-------- Text excerpt --------

Studies have shown that 33-38 percent (depending on the study) of all transactions in the United States are made using credit or debit cards. I have never seen a study that claims over 40-percent were non-cash transactions including the studies made by the Payment Card Industry.
In the view of the people with first-world problems, I see their point. For those of us who deal with the masses, cash is king!
A cashless society? Well that would be gold mine for data miners. Not mention what would happen should the system go down.
Many of our local farmers’ markets here in Maine even accept the EBT cards that are used for food stamps / other assistance (welfare) these days. I’m guessing many of those people do not have bank accounts. So I think this indicates that we’re not that far off.
Geoduck, my wife and I vacationed in Nova Scotia this summer and rarely had to dig for cash, even at the farmers’ markets and small vendors. So even Canada isn’t that far off. (Admittedly, they’ve been way ahead of the game with the chip cards anyway.)
A cashless society won’t happen until I can pay at the farmers market, buy something from a small artist, pay a busker, buy a box of Girl Guides cookies, or have somebody mow my lawn without cash.

-------- Dataset entries --------

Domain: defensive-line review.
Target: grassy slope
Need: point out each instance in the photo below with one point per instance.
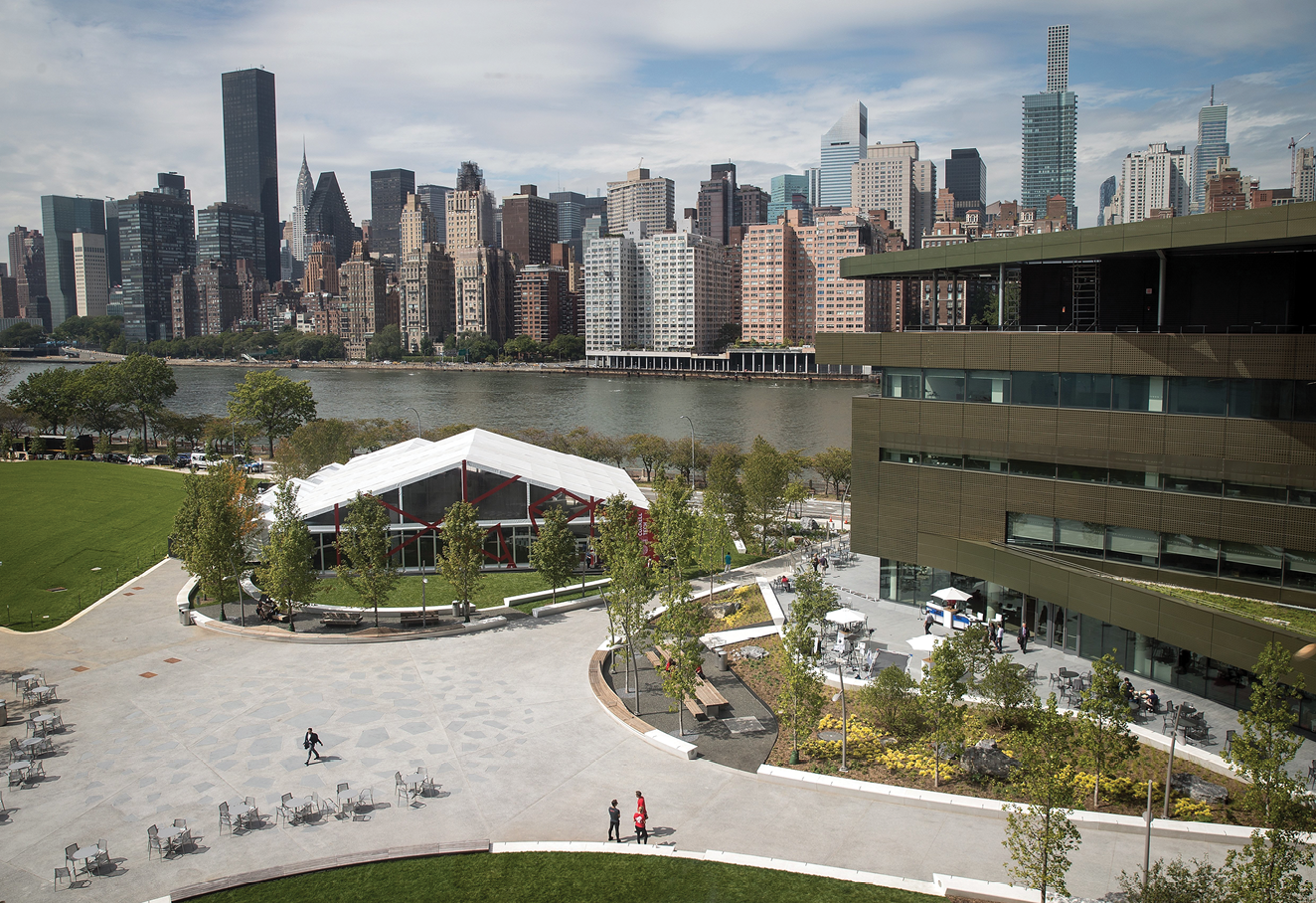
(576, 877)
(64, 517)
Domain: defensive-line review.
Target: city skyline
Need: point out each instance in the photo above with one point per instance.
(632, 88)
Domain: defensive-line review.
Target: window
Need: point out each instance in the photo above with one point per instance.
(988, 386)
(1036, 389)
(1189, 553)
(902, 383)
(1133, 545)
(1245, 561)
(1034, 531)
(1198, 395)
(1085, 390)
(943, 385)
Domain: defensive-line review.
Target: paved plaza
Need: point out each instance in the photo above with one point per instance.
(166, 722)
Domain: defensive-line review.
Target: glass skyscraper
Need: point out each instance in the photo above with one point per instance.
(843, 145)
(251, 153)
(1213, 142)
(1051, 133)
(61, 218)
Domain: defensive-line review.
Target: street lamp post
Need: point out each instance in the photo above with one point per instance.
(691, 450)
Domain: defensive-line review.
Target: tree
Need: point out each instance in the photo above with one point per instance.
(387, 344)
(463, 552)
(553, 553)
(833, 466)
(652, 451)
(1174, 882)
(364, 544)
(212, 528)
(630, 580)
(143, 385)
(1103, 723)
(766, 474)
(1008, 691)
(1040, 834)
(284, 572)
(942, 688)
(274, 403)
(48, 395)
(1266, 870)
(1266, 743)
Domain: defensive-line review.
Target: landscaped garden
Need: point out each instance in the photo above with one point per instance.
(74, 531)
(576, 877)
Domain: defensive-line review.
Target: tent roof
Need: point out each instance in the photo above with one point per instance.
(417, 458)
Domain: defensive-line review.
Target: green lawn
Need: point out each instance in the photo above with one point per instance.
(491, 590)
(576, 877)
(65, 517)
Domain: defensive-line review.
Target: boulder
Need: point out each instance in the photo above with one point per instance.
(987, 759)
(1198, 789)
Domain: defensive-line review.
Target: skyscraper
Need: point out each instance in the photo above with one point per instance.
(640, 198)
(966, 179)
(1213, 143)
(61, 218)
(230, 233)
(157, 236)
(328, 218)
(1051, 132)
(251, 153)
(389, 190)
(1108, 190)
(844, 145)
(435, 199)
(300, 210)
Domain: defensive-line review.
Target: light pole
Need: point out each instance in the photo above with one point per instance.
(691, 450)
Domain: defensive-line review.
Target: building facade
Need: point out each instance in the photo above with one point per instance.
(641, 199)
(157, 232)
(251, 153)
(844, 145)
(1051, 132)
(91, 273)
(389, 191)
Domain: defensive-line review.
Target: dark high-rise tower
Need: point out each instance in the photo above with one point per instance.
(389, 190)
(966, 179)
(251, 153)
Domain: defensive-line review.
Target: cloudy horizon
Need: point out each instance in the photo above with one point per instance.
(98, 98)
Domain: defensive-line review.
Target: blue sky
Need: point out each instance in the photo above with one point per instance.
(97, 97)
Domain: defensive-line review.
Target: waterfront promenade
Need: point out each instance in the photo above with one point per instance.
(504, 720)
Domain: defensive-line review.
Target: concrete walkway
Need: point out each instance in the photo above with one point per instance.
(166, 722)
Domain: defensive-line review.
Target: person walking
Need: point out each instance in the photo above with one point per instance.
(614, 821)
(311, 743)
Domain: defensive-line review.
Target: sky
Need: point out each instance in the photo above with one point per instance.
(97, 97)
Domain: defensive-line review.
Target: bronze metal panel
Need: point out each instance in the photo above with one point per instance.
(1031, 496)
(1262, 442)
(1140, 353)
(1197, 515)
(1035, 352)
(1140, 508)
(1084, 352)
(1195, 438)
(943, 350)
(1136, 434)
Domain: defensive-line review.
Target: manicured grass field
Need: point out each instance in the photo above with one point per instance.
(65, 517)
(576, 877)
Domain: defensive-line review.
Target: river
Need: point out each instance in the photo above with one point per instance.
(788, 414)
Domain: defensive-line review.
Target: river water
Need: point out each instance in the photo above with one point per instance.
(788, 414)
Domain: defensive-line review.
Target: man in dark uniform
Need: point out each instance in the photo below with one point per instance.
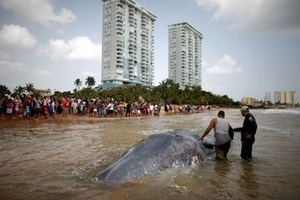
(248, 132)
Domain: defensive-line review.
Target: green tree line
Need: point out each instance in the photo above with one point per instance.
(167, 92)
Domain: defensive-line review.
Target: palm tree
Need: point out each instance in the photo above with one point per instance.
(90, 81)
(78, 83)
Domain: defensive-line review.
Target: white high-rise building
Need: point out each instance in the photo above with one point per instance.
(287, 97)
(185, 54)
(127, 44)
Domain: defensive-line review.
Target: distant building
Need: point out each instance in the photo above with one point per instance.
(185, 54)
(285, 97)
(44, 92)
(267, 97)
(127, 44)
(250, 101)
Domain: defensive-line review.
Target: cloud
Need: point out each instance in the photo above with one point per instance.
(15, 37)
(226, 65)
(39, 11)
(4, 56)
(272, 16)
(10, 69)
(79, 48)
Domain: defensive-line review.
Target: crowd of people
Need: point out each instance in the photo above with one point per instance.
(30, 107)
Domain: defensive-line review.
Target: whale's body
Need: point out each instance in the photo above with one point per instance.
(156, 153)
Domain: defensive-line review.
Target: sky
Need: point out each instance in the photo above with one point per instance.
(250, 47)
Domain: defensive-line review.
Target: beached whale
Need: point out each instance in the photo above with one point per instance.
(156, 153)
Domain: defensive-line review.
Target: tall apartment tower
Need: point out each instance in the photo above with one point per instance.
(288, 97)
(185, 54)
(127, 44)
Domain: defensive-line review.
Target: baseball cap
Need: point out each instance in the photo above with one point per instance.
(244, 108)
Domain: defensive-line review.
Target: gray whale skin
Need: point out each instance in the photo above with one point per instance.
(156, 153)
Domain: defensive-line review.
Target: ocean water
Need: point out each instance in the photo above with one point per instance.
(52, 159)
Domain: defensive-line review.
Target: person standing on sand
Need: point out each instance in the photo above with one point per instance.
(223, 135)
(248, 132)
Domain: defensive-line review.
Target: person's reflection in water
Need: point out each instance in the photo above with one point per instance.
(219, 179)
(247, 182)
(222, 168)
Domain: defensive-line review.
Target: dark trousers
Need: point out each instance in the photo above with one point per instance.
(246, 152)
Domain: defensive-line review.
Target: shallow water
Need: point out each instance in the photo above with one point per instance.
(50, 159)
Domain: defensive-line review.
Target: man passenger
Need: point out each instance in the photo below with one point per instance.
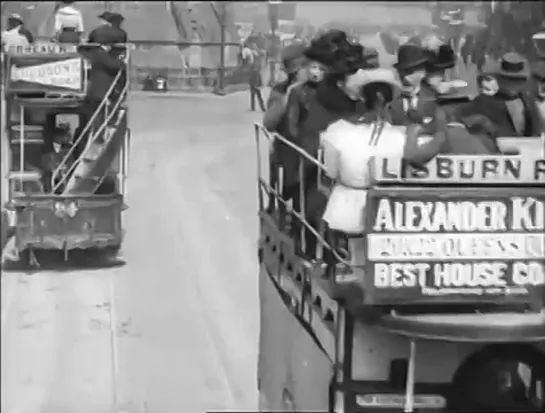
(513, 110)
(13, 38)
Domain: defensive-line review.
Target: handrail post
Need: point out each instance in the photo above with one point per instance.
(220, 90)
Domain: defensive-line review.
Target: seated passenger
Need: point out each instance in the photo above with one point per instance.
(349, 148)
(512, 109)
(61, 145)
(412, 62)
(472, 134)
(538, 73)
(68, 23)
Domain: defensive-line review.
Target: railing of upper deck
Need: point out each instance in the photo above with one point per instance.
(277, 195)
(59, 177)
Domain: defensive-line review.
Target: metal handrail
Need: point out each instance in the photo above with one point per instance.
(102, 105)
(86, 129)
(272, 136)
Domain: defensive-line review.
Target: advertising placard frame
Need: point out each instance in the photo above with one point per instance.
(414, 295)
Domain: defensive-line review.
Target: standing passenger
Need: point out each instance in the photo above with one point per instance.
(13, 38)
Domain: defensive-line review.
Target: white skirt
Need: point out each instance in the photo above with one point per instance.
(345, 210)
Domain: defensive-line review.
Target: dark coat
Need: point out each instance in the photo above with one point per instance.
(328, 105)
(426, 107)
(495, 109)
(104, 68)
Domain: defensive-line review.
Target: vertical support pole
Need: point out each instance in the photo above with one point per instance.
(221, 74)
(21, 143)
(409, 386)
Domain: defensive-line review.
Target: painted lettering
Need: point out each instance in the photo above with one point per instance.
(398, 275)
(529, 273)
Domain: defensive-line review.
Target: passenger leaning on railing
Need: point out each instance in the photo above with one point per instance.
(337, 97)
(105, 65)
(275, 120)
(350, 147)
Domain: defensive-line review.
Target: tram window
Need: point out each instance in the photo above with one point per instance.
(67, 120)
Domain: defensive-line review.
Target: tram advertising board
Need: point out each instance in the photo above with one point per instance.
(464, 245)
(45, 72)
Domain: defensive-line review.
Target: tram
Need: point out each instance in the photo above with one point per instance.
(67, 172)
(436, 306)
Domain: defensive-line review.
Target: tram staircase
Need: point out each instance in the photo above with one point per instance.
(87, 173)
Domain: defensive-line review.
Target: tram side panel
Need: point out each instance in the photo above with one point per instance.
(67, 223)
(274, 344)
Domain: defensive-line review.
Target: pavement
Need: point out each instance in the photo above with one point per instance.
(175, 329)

--------

Tasks:
A) In the comments on a cashless society, the last comment names things that must be possible without cash before a cashless society can happen. List them.
B) Write the next part of the comments on a cashless society, picking up after the last comment.

Exercise responses:
A)
- Paying at the farmers market
- Buying something from a small artist
- Paying a busker
- Buying a box of Girl Guides cookies
- Having somebody mow the lawn

B)
Good points. I don’t know that a cashless society is really something that would benefit everyone, either. Additionally, I really don’t care to live a curated life, they can keep their recommendations, thanks! I think it’s time we stop turning to Silicone Valley for solutions, technology is not a panacea, and none of these proposals actually address root causes, just symptoms, and as you have pointed out yourself, even on that level, issues are only being addressed for a smaller percentage of people. It’s nonsense bordering on madness.
Even Apple is beginning to fail to understand the human experience at this point, something they used to do very uniquely and effectively. It’s sad to me, vision for technology is really in the toilet these days.